GOAL: Could you rewrite the data from its start through the line containing "point(951, 290)", inclusive, with the requests kept and each coordinate in the answer points shifted up by 130, leaving the requests and their format samples unchanged and the pictures out?

GIVEN DATA:

● ● ●

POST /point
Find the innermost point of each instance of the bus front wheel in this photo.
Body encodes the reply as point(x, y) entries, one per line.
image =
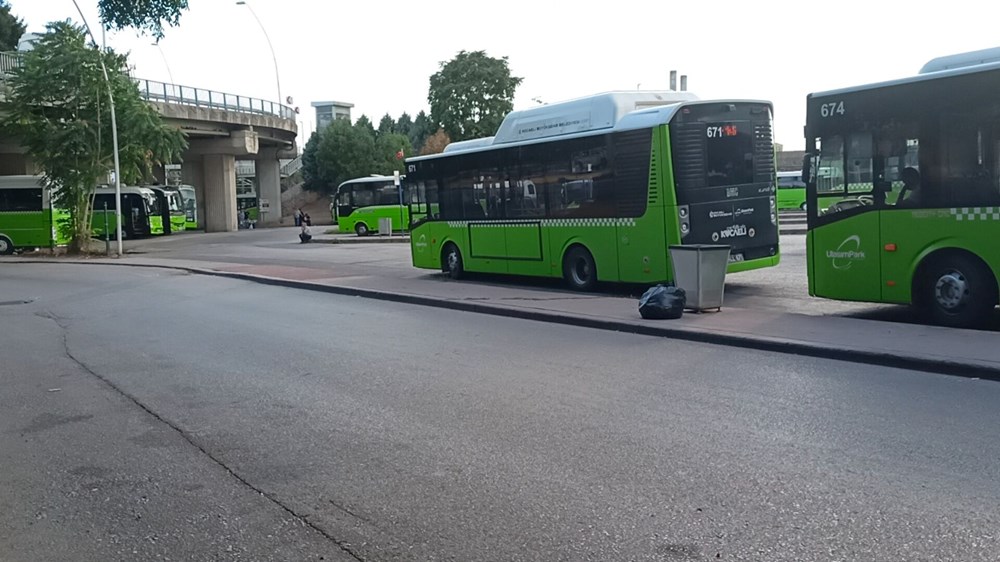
point(451, 261)
point(957, 290)
point(579, 269)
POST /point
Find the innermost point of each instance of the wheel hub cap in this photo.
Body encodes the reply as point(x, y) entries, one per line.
point(951, 290)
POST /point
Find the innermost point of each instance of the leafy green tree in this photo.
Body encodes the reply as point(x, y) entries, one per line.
point(57, 106)
point(310, 167)
point(343, 152)
point(420, 130)
point(435, 143)
point(390, 150)
point(364, 123)
point(403, 125)
point(148, 16)
point(11, 28)
point(386, 126)
point(471, 95)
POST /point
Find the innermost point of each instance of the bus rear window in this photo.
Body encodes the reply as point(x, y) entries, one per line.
point(729, 153)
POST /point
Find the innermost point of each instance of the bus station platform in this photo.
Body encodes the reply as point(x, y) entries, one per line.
point(959, 352)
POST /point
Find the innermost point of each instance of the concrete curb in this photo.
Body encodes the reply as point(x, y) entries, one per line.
point(760, 343)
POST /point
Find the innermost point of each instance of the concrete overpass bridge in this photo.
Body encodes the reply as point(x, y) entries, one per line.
point(221, 128)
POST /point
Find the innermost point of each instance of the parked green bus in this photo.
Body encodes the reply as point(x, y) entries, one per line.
point(170, 204)
point(359, 204)
point(598, 188)
point(26, 217)
point(791, 191)
point(912, 167)
point(190, 200)
point(139, 209)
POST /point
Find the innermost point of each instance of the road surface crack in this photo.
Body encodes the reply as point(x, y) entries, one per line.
point(304, 519)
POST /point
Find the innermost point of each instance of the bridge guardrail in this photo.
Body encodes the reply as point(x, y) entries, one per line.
point(153, 90)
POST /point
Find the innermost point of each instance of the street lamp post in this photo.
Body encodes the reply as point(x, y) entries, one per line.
point(165, 63)
point(114, 135)
point(277, 79)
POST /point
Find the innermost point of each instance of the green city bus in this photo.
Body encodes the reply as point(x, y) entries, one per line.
point(27, 220)
point(170, 203)
point(190, 200)
point(597, 189)
point(139, 210)
point(929, 241)
point(359, 204)
point(791, 191)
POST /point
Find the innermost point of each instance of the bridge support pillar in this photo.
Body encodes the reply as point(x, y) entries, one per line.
point(193, 174)
point(220, 193)
point(269, 187)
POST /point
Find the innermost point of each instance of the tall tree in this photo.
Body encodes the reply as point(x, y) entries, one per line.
point(57, 106)
point(11, 28)
point(390, 150)
point(365, 124)
point(343, 152)
point(310, 167)
point(148, 16)
point(386, 126)
point(471, 95)
point(420, 130)
point(435, 143)
point(403, 124)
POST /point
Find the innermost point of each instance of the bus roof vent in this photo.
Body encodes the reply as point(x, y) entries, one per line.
point(962, 60)
point(468, 144)
point(593, 113)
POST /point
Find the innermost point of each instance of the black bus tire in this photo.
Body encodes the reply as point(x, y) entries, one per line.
point(579, 269)
point(451, 261)
point(956, 290)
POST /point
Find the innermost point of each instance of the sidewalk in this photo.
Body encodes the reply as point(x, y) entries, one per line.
point(969, 353)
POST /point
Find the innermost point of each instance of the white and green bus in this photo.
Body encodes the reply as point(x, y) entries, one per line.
point(359, 203)
point(27, 220)
point(139, 207)
point(598, 188)
point(903, 190)
point(190, 200)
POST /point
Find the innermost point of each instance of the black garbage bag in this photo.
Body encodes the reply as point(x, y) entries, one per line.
point(662, 302)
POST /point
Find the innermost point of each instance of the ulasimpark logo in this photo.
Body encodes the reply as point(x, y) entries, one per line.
point(847, 253)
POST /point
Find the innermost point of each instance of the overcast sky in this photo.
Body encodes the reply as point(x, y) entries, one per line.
point(379, 55)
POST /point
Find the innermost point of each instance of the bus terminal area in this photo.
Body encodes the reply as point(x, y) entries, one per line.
point(763, 309)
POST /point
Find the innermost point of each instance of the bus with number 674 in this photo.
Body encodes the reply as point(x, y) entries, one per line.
point(903, 190)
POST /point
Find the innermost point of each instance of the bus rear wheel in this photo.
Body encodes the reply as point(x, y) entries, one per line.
point(579, 269)
point(451, 261)
point(957, 290)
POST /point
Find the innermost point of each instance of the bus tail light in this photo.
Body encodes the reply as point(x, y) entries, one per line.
point(684, 218)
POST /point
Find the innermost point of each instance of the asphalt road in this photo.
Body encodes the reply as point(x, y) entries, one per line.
point(155, 415)
point(783, 288)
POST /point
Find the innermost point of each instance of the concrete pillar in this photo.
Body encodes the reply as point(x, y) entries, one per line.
point(269, 189)
point(159, 175)
point(220, 193)
point(193, 174)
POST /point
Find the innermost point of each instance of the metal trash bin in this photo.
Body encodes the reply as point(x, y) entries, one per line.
point(385, 226)
point(700, 269)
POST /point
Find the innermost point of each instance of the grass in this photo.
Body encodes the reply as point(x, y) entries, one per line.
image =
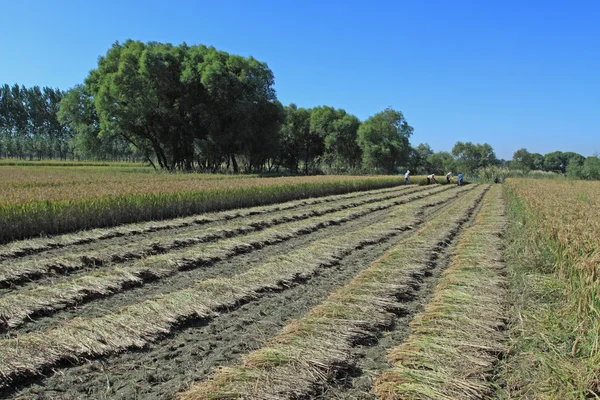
point(309, 352)
point(39, 245)
point(554, 263)
point(42, 201)
point(18, 306)
point(455, 342)
point(136, 325)
point(16, 272)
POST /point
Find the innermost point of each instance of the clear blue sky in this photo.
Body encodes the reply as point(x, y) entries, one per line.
point(510, 73)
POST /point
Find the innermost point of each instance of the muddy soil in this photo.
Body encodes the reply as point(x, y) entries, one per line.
point(184, 279)
point(191, 229)
point(170, 365)
point(372, 358)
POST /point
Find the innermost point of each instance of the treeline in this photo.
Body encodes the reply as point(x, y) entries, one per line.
point(197, 108)
point(568, 163)
point(29, 126)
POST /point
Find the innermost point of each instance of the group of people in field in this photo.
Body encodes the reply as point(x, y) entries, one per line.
point(431, 178)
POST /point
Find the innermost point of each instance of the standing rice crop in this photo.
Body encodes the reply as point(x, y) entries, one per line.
point(38, 201)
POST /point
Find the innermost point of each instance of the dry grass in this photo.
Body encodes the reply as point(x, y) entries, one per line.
point(554, 260)
point(135, 325)
point(455, 342)
point(15, 271)
point(309, 352)
point(18, 306)
point(39, 245)
point(47, 204)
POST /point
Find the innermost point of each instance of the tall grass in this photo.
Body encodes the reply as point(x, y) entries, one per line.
point(554, 256)
point(91, 206)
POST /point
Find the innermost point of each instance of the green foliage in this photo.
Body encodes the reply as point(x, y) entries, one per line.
point(589, 169)
point(383, 139)
point(471, 157)
point(523, 160)
point(441, 163)
point(187, 104)
point(29, 127)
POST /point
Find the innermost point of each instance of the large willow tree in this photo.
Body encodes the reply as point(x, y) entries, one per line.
point(186, 104)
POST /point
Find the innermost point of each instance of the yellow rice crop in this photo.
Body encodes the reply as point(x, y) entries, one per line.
point(49, 200)
point(566, 215)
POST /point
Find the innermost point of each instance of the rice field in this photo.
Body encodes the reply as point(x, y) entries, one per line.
point(46, 200)
point(383, 292)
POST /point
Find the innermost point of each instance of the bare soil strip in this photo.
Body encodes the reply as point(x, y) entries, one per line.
point(137, 325)
point(26, 247)
point(302, 360)
point(168, 366)
point(72, 258)
point(455, 343)
point(17, 307)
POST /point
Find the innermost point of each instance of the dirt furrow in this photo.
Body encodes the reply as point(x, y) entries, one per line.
point(23, 248)
point(16, 308)
point(229, 267)
point(73, 258)
point(137, 325)
point(303, 360)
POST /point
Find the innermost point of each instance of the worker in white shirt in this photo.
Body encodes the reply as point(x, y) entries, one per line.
point(448, 176)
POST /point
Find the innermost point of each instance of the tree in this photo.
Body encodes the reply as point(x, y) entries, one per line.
point(419, 159)
point(470, 157)
point(297, 142)
point(441, 163)
point(186, 103)
point(555, 162)
point(523, 160)
point(384, 140)
point(538, 161)
point(339, 132)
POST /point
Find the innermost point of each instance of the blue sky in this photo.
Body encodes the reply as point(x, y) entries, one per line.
point(510, 73)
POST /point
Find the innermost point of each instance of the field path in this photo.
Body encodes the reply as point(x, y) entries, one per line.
point(270, 284)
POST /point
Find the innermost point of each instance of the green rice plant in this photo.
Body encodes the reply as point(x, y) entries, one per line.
point(38, 245)
point(15, 272)
point(309, 352)
point(454, 345)
point(30, 212)
point(554, 263)
point(19, 306)
point(136, 325)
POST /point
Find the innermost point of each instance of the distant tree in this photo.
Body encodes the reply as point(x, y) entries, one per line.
point(298, 144)
point(442, 163)
point(538, 161)
point(418, 158)
point(339, 132)
point(555, 162)
point(78, 114)
point(523, 160)
point(589, 169)
point(384, 140)
point(186, 103)
point(470, 157)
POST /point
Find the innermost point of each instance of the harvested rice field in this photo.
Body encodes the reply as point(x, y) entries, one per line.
point(334, 297)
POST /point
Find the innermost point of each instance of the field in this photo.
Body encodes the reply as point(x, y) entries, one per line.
point(400, 292)
point(48, 199)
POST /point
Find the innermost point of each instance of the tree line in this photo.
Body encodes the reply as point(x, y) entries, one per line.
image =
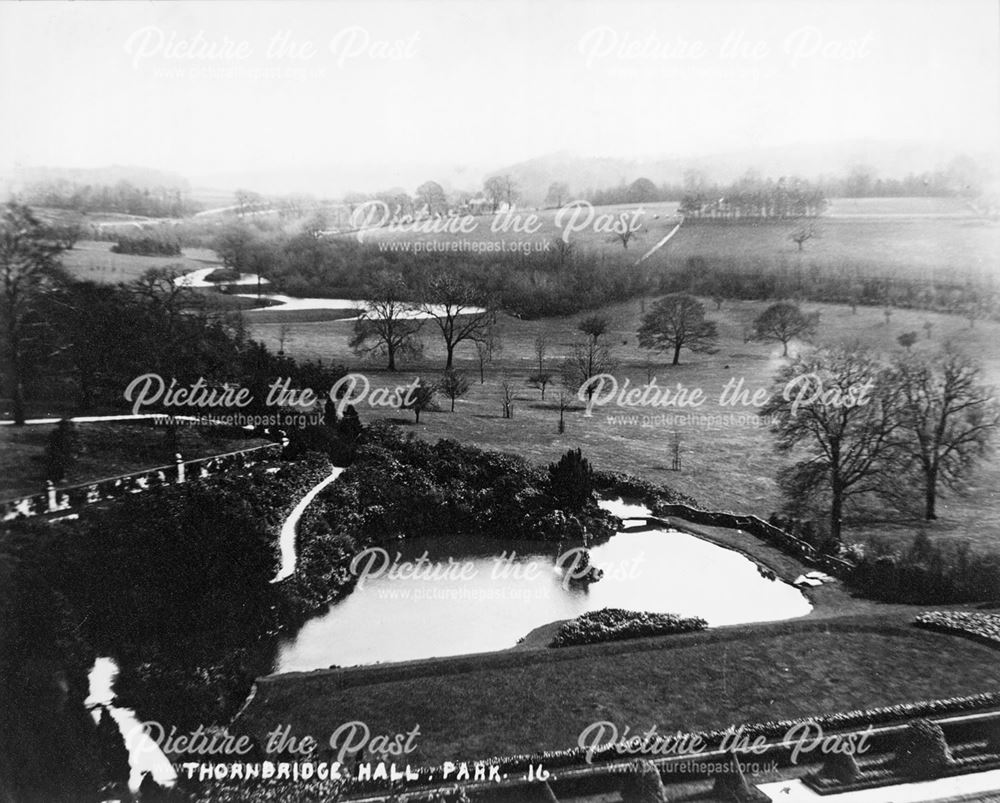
point(123, 197)
point(558, 281)
point(85, 341)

● ● ●

OUTPUT FOR THIS TASK:
POST /point
Find the innermost point of each instance of the bus front wheel in this photo.
Body encodes the reply as point(x, y) entries, one per line.
image =
point(581, 391)
point(1087, 420)
point(709, 399)
POST /point
Find the innermost point of each instance of the wheel hub cap in this photo.
Body encodes the reply as point(x, y) entries, one per line.
point(1081, 420)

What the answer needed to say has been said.